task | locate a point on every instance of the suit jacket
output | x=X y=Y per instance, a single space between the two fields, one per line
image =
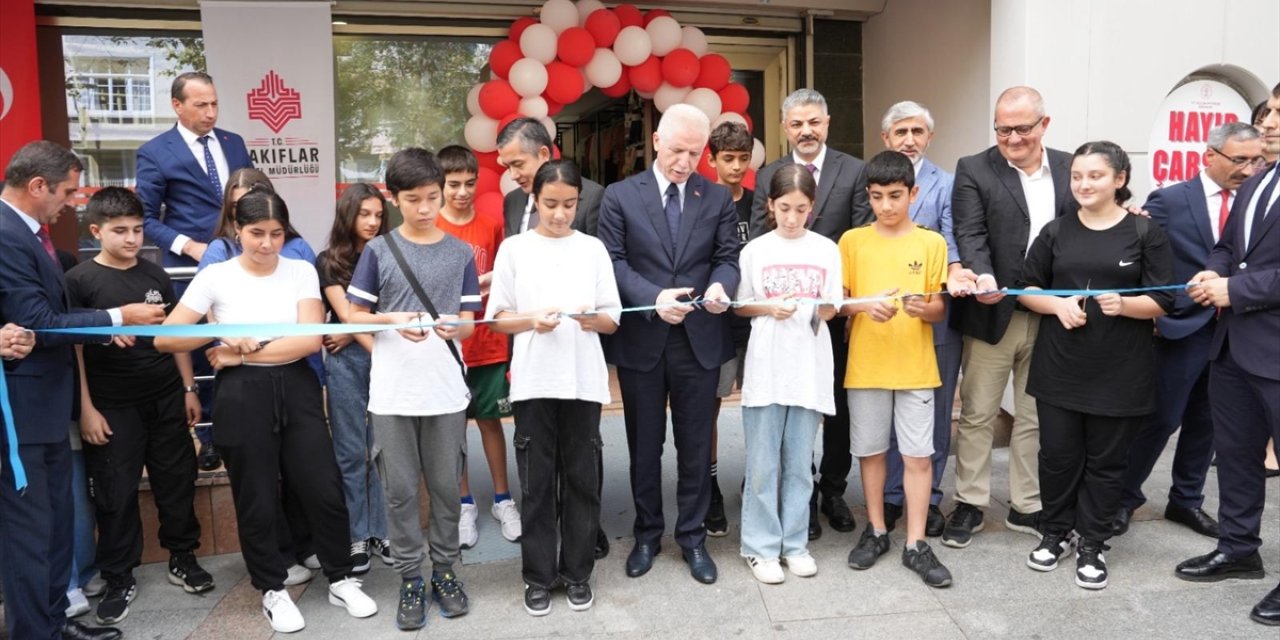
x=33 y=295
x=169 y=176
x=993 y=227
x=1182 y=210
x=1252 y=323
x=645 y=260
x=841 y=204
x=588 y=209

-.-.-

• WHAT YOU NEED TO DO: Give back an exact reproduction of the entries, with all pictures excluded.

• EXERCISE RESPONSE:
task | locate a point on every instance of the suit jacket
output | x=X y=Y per instance, a single space between the two fields, one per line
image =
x=33 y=295
x=169 y=176
x=993 y=227
x=1182 y=210
x=1252 y=323
x=645 y=260
x=841 y=204
x=588 y=209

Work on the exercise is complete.